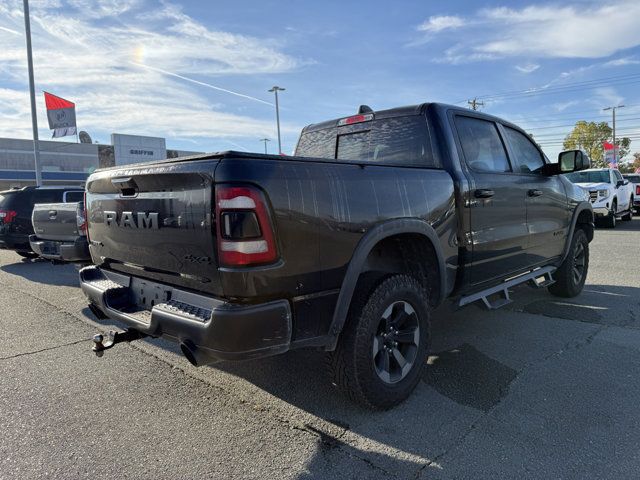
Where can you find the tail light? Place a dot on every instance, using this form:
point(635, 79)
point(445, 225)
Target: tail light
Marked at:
***
» WHAT IS EXPECTED: Every line of the listing should be copied precisely, with images omitted.

» ANSWER BELOW:
Where can you find the tail light? Place a dot on every instance, using this form:
point(635, 79)
point(445, 225)
Target: tail light
Marked at:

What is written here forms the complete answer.